Text passage:
# Davega on eBay auction



## Majdotkool (Feb 15, 2022)

https://www.ebay.com/itm/304357489337?campid=5335809022


----------



## Dogtown (Mar 21, 2022)

It’s now mine, can’t believe no one bought it and parted it out. Original Troxel etcI.  will be cleaning it up and riding it.


----------



## Majdotkool (Mar 22, 2022)

Nice! Please share pics when done!


----------



## Dogtown (Mar 29, 2022)




----------



## Majdotkool (Mar 30, 2022)

Dogtown said:


> View attachment 1597820
> 
> View attachment 1597821



Sweet! The blue pinstripes are amazing!


----------



## Dogtown (Apr 5, 2022)

Majdotkool said:


> Sweet! The blue pinstripes are amazing!



Thank you very much, this bike was like a time capsule still has the original Troxel saddle in amazing shape.


----------



## Dogtown (Apr 5, 2022)

And she is done!!! Wooden pedals, wooden  rims and original long spring Troxel. Love this bike!!!


----------



## Majdotkool (Apr 6, 2022)

Beautiful! Congratulations! 😍


----------



## Dogtown (Apr 6, 2022)

Majdotkool said:


> Beautiful! Congratulations! 😍



Thank you very much, now just time to figure out what wheels to use so it can become a rider.


----------

Exercise requirements:
1. From the Davega forum thread, extract the part that opens with the words containing "https://www.ebay.com/itm/304357489337?campid=5335809022" and closes with "and riding it.".
2. Answer these questions about the Davega forum thread:
(a) What color are the pinstripes that draw praise?
(b) What brand is the original saddle?
(c) What material are the pedals?
The rows have nothing to do with the text.

Information provided:
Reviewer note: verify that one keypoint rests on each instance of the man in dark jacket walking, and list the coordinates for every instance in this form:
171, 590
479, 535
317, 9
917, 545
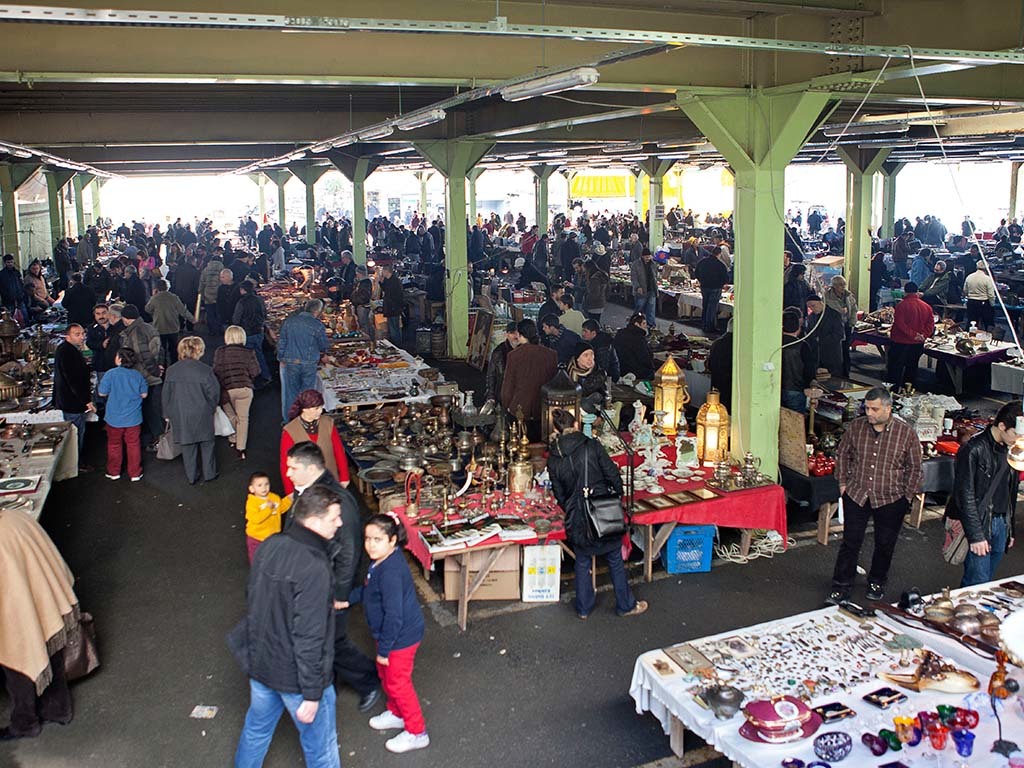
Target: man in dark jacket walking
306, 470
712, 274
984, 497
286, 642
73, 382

...

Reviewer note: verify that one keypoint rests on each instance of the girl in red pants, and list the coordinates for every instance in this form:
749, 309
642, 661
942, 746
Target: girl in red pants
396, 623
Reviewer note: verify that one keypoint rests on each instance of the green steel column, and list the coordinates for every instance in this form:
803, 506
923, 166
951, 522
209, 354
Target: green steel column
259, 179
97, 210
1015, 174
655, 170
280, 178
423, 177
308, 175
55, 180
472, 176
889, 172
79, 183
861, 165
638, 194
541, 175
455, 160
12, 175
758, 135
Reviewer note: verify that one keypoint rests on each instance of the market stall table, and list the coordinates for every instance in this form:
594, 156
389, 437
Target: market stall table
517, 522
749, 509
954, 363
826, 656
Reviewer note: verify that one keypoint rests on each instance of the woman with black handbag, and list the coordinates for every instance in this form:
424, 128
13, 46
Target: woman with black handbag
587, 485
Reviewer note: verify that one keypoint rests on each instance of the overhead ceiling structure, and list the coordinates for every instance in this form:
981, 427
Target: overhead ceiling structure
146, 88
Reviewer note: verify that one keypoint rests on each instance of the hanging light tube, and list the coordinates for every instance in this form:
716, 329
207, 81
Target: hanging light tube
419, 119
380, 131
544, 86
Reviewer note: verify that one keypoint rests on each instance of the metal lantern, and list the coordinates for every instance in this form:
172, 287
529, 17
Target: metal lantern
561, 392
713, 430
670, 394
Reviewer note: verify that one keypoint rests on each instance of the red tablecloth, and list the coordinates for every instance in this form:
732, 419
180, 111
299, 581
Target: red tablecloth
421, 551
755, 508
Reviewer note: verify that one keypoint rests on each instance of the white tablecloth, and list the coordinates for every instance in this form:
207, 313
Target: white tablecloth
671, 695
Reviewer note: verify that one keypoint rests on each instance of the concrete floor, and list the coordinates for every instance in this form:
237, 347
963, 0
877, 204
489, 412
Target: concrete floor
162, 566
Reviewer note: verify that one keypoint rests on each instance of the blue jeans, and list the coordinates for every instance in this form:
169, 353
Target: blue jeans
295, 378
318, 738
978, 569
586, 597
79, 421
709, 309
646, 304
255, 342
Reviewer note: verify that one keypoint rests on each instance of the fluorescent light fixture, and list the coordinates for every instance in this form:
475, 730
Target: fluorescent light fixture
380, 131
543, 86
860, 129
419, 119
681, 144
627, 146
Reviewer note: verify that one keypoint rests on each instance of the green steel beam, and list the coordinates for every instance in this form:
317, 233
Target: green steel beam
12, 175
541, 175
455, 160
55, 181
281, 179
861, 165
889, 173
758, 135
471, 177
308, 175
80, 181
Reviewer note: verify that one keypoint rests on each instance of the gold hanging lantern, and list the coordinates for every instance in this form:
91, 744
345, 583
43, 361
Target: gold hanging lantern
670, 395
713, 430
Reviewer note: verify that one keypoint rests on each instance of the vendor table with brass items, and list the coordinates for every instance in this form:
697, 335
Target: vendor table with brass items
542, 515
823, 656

---

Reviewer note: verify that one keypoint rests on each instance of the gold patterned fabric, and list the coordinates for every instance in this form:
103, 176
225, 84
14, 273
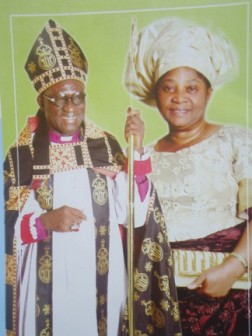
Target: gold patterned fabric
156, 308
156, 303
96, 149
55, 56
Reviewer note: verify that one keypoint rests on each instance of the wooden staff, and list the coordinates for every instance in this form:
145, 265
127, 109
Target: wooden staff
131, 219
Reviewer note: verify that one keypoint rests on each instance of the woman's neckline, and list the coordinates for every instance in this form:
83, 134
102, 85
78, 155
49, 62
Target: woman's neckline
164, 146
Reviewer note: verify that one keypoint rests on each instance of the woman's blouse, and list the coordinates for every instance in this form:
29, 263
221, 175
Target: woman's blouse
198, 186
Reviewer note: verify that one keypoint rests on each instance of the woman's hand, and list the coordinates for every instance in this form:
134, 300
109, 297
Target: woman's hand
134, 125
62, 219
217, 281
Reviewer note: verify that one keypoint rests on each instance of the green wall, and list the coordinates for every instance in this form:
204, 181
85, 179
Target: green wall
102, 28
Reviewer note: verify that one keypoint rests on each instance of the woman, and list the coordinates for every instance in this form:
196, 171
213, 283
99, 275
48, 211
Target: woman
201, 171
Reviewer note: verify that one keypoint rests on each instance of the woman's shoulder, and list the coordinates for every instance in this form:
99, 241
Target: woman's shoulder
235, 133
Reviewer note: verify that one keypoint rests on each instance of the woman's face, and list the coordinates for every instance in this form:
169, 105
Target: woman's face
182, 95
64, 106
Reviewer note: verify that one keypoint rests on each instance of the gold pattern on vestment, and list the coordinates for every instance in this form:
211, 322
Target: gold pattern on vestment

Answer list:
1.
https://www.ebay.com/itm/304357489337?campid=5335809022


----------



## Dogtown (Mar 21, 2022)

It’s now mine, can’t believe no one bought it and parted it out. Original Troxel etcI.  will be cleaning it up and riding it.

2.
(a) Blue
(b) Troxel
(c) Wood